> Supplied passage
Former Tobacco Lobbyist Joins Clinton Anti-Smoking Campaign Teens Targeted To Replace Dead Smokers, Says Cancer Victim

Lawrence L. Knutson Associated Press

President Clinton shared his weekly radio address Saturday with a former tobacco industry lobbyist who delivered a blunt message: The industry needs young smokers to replace the customers that its products kill.

Victor Crawford, 63, once a lobbyist for the Tobacco Institute, joined the president in the Oval Office to endorse Clinton’s view that a barrage of manipulative advertising is recruiting a new generation of nicotine addicts.

Crawford, now associated with the American Cancer Society and is himself suffering from cancer, delivered a blunt and personal message.

“For several years I protected the cigarette industry from anybody who wanted to restrict smoking,” he said. “I fooled a lot of people, and kids, I fooled myself, too. I smoked heavily and I started when I was 13 years old. And now in my throat and in my lungs where the smoke used to be, there’s a cancer that I know is killing me.”

Clinton this week announced a package of regulatory restrictions intended to make cigarettes less available to young people and restrict the glamorous images the industry uses to penetrate the youth market.

“Teenagers just don’t ‘happen’ to smoke,” he said. “They’re victims of billions of dollars of marketing and promotional campaigns designed by top psychologists and advertising experts.”

“Billboards and ads in teen magazines show rugged men and glamorous women lighting up, and blissful couples sharing their cigarettes,” he said. “The message is, smoking is sexy; it will make you more attractive; it will make you happier.”

Clinton said the aim of such campaigns is to addict teenagers to nicotine and create lifetime smokers. And he noted that while cigarettes are legal in the United States, their sale to minors is illegal.

“So let’s end the hypocrisy of pretending that while sales to teens are illegal, marketing to teens is legal,” he said. “Let’s stop pretending that a cartoon camel in a funny costume is trying to sell to adults, not children.”

Crawford said that for about five years in the 1980s he was part of a well-organized campaign that used “some of the smartest people in America” to figure out “how to get you to smoke.”

“As tobacco kills off people like me, they need kids like you to replace me,” Crawford said.

Clinton’s plan would ban cigarette vending machines and forbid makers from sponsoring sports events and advertising their brands on sportswear. It also calls for cigarette ads in magazines with a large teen readership to be deglamorized.

Speaking to reporters outside the White House, Crawford applauded the president’s actions and predicted they will start a running battle with the tobacco industry that will take years to resolve.

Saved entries
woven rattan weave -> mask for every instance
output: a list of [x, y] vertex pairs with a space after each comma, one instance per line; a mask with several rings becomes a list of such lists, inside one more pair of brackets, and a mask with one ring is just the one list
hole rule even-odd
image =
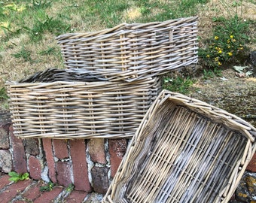
[[102, 202], [227, 202], [255, 152], [255, 136], [240, 118], [163, 90]]
[[86, 68], [109, 80], [132, 81], [197, 62], [197, 17], [123, 23], [56, 38], [67, 68]]
[[160, 80], [105, 81], [81, 71], [47, 69], [18, 83], [7, 82], [14, 135], [132, 137], [160, 92]]

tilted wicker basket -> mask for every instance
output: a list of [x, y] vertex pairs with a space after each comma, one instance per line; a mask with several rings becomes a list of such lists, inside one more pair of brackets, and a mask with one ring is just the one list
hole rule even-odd
[[163, 90], [102, 202], [228, 202], [255, 153], [255, 136], [243, 120]]
[[86, 68], [109, 80], [133, 81], [197, 62], [197, 17], [123, 23], [56, 38], [67, 68]]
[[47, 69], [7, 82], [19, 138], [130, 138], [161, 90], [159, 78], [105, 81], [81, 71]]

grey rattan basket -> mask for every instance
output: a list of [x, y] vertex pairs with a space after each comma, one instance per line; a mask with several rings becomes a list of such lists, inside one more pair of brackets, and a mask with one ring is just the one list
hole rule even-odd
[[120, 24], [56, 38], [67, 68], [83, 68], [109, 80], [133, 81], [197, 62], [197, 17]]
[[22, 138], [132, 137], [160, 92], [160, 80], [104, 80], [82, 69], [53, 68], [20, 82], [7, 82], [14, 135]]
[[255, 136], [242, 119], [163, 90], [102, 202], [227, 202], [255, 152]]

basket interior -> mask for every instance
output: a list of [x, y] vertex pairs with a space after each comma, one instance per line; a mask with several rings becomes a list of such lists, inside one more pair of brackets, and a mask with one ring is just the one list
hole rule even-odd
[[246, 142], [239, 132], [166, 101], [133, 143], [114, 198], [217, 202], [227, 195]]

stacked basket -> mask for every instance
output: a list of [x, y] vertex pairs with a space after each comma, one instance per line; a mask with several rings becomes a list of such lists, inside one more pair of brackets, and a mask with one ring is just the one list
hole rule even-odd
[[197, 61], [197, 17], [123, 23], [56, 39], [67, 69], [8, 82], [20, 138], [131, 138], [159, 77]]

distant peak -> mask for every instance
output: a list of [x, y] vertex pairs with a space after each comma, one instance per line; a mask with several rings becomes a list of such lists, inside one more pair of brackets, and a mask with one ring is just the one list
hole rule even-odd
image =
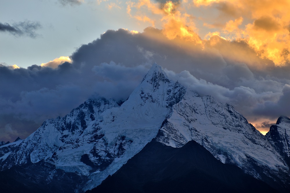
[[282, 122], [290, 123], [290, 119], [285, 116], [281, 116], [278, 118], [276, 125], [279, 125]]
[[170, 82], [170, 80], [168, 79], [167, 75], [164, 72], [163, 68], [156, 63], [154, 63], [144, 77], [142, 82], [146, 82], [153, 85], [155, 87], [158, 87], [159, 85], [158, 83], [160, 81], [168, 83]]
[[163, 70], [163, 68], [162, 68], [162, 66], [158, 65], [157, 64], [156, 64], [156, 62], [153, 64], [153, 65], [152, 65], [152, 66], [151, 67], [150, 70], [149, 70], [149, 71], [148, 72], [148, 74], [151, 74], [155, 72], [162, 73], [166, 76], [167, 76], [166, 74], [164, 72], [164, 70]]
[[20, 138], [20, 137], [18, 137], [17, 138], [17, 139], [16, 139], [14, 141], [14, 142], [15, 142], [16, 141], [17, 141], [18, 140], [21, 140], [21, 139]]

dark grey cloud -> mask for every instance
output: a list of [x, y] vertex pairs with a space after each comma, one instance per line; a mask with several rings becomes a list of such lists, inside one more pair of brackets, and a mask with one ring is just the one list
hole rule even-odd
[[83, 1], [81, 0], [59, 0], [59, 2], [63, 6], [69, 5], [71, 6], [79, 5]]
[[0, 140], [24, 138], [89, 98], [126, 99], [154, 62], [170, 78], [229, 103], [250, 122], [290, 115], [289, 64], [276, 66], [242, 42], [217, 37], [202, 49], [152, 28], [136, 34], [109, 30], [70, 57], [71, 63], [55, 69], [0, 65]]
[[36, 31], [41, 27], [37, 21], [26, 21], [14, 23], [12, 26], [7, 23], [0, 23], [0, 32], [8, 32], [16, 36], [27, 36], [35, 38], [39, 35]]

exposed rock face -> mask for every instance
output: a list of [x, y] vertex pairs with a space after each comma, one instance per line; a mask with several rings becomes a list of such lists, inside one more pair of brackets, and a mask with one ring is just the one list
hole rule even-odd
[[279, 117], [266, 137], [288, 167], [290, 166], [290, 119], [285, 116]]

> Explore the material
1/ Answer these questions from the news article about the former tobacco lobbyist:
(a) How old is Victor Crawford?
(b) For about how many years in the 1980s did Crawford take part in the campaign to get people to smoke?
(c) What kind of machines would Clinton's plan ban?
2/ Return the part of the news article about the former tobacco lobbyist that opens with the words containing "Victor Crawford, 63, once" and closes with "the youth market.".

> Answers given
1/
(a) 63
(b) About five years
(c) Cigarette vending machines

2/
Victor Crawford, 63, once a lobbyist for the Tobacco Institute, joined the president in the Oval Office to endorse Clinton’s view that a barrage of manipulative advertising is recruiting a new generation of nicotine addicts.

Crawford, now associated with the American Cancer Society and is himself suffering from cancer, delivered a blunt and personal message.

“For several years I protected the cigarette industry from anybody who wanted to restrict smoking,” he said. “I fooled a lot of people, and kids, I fooled myself, too. I smoked heavily and I started when I was 13 years old. And now in my throat and in my lungs where the smoke used to be, there’s a cancer that I know is killing me.”

Clinton this week announced a package of regulatory restrictions intended to make cigarettes less available to young people and restrict the glamorous images the industry uses to penetrate the youth market.